§ WORK ITEM: Check each line of the entries for "bowl" and report the ones that have it.

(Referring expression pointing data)
━━━━━━

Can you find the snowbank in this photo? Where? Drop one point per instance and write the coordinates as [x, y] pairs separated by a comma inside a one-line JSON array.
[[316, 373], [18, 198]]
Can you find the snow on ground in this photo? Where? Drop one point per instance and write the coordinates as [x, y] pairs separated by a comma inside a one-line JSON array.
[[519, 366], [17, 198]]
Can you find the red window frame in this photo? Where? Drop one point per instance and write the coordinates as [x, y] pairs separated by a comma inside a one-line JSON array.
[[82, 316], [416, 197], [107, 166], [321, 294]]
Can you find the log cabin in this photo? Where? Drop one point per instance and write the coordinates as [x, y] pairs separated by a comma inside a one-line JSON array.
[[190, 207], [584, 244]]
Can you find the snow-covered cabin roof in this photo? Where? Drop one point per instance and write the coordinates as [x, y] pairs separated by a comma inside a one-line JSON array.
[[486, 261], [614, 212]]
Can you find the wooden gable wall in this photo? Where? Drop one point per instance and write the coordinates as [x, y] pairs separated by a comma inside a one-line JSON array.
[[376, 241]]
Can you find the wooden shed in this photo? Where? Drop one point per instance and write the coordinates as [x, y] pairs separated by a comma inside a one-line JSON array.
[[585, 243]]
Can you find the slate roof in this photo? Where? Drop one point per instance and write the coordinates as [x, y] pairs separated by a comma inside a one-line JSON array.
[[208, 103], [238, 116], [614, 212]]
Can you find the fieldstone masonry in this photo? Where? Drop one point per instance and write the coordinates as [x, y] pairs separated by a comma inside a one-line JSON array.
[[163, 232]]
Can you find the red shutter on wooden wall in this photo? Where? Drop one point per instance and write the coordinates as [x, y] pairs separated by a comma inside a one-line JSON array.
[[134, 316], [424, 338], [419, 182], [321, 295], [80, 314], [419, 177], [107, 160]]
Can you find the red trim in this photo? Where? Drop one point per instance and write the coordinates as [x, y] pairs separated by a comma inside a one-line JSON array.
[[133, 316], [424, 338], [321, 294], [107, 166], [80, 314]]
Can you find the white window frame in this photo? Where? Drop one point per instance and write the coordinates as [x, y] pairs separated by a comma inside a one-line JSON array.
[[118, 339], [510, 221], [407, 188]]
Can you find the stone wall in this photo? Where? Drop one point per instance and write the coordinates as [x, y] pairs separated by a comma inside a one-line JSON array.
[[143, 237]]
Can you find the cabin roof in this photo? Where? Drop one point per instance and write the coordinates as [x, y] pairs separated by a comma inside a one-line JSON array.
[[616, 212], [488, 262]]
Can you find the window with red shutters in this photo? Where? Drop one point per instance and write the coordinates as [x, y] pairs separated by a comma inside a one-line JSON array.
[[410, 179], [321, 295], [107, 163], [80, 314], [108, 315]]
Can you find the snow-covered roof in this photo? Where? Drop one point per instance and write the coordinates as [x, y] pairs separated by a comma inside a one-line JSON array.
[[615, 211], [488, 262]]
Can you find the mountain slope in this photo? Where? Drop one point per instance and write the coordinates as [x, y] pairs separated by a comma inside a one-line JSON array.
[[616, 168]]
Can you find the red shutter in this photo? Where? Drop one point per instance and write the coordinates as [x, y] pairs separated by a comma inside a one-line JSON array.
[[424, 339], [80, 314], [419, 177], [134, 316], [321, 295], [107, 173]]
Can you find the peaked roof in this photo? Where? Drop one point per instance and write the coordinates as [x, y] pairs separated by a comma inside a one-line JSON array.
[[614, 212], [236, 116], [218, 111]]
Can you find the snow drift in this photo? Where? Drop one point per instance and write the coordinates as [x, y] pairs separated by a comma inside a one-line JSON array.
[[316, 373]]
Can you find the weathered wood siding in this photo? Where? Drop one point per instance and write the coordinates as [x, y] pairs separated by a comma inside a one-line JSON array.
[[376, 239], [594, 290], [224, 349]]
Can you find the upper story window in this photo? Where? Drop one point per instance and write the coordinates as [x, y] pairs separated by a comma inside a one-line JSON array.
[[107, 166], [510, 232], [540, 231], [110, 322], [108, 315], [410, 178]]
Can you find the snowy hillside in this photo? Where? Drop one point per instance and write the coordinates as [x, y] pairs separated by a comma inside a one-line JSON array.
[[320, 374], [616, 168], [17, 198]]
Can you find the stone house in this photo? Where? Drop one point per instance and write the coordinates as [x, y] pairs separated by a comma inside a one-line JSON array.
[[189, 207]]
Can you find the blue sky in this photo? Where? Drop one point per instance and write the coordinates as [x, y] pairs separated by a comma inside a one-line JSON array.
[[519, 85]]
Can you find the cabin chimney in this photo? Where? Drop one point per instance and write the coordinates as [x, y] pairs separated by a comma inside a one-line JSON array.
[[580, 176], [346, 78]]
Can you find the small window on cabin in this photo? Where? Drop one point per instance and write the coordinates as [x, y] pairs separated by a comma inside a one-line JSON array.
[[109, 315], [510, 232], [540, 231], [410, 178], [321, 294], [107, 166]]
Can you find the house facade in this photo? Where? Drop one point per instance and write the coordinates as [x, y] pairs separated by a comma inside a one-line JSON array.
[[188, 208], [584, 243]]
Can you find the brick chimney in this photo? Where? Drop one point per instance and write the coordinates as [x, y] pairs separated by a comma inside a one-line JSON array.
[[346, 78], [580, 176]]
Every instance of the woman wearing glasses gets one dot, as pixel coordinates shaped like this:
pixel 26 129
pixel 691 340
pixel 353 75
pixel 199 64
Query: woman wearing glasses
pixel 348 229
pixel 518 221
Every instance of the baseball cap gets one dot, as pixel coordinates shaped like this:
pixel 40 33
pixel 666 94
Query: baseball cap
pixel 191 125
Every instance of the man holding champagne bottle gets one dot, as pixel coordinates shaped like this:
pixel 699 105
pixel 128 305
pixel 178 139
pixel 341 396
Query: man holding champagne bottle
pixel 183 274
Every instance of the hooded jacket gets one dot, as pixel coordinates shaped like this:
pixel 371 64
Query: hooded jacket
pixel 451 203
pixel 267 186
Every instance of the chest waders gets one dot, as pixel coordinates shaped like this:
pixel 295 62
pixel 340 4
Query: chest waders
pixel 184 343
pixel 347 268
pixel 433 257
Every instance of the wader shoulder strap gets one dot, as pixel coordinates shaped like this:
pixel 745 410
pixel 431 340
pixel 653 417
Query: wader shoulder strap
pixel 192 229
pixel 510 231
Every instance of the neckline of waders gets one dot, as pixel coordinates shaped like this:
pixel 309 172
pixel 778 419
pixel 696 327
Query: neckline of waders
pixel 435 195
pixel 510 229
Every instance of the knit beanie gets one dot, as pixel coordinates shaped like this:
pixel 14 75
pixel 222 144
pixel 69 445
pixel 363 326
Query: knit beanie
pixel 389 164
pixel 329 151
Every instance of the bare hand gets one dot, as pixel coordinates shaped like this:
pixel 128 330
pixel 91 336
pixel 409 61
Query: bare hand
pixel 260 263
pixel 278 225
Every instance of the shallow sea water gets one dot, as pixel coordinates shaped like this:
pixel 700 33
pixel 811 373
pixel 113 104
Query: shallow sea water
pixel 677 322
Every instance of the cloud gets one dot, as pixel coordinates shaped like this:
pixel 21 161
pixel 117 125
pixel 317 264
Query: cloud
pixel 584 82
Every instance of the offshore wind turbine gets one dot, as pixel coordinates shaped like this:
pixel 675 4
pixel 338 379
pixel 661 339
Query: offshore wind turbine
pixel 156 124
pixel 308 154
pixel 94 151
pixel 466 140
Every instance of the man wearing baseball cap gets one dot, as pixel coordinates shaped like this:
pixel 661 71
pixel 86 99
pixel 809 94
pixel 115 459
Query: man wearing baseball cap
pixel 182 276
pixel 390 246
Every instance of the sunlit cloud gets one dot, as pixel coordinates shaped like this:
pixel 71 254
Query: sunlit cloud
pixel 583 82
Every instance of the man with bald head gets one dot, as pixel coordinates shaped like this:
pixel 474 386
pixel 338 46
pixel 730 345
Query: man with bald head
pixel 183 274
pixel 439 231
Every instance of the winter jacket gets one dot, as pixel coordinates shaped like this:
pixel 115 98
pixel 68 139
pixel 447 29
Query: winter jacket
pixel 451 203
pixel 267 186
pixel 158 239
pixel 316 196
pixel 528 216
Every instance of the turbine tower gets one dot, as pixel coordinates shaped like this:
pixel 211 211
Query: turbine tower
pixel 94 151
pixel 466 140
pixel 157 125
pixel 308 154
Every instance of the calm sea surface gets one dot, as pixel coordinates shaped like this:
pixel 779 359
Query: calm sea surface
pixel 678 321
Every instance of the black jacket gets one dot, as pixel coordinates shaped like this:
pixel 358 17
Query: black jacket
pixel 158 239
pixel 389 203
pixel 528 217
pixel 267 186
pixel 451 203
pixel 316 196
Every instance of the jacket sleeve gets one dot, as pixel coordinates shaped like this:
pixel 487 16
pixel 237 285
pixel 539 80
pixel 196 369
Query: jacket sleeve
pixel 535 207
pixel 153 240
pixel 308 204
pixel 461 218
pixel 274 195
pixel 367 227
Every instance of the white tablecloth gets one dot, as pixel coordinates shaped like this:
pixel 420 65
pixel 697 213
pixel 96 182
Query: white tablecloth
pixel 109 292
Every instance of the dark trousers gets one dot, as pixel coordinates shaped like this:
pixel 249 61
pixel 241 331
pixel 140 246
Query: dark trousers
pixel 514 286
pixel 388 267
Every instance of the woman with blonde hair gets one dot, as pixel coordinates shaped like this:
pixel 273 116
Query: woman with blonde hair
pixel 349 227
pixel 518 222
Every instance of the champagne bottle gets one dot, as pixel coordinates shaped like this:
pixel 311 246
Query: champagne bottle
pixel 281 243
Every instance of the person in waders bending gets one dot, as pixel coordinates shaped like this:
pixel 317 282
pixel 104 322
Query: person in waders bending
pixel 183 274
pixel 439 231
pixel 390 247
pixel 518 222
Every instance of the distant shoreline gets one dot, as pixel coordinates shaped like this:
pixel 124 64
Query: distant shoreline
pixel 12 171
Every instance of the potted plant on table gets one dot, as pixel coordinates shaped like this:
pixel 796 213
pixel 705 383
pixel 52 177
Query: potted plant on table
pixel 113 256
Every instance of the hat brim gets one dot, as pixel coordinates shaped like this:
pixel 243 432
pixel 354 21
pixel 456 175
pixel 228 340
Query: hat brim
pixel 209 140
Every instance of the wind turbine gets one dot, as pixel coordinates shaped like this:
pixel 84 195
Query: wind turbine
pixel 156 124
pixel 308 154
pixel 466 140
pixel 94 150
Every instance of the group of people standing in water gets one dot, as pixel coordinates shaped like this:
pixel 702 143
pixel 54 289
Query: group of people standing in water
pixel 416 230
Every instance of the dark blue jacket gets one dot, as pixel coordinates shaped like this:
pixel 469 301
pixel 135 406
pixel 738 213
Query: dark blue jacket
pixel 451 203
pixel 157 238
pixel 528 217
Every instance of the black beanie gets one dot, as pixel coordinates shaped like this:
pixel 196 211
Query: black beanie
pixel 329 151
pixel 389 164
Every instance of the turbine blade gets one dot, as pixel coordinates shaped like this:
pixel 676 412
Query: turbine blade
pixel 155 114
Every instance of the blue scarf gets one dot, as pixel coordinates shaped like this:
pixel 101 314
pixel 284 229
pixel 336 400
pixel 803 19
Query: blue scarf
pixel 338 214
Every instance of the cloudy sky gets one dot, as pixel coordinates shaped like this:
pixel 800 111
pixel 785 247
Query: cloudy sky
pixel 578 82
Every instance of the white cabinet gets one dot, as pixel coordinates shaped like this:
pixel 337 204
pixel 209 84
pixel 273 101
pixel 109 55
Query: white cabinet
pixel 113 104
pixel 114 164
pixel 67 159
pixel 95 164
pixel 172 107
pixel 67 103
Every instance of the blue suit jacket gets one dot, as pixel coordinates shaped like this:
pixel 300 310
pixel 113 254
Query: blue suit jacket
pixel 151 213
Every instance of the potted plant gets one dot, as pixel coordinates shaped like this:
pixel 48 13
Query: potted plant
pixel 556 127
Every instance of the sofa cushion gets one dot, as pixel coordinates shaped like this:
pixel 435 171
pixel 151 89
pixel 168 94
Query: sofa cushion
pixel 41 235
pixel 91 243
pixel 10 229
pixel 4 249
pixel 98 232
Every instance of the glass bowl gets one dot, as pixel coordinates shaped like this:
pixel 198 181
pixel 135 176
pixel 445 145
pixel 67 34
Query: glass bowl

━━━━━━

§ SOLUTION TO THIS TASK:
Every instance of the glass bowl gets one dot, as pixel coordinates shaped like this:
Query: glass bowl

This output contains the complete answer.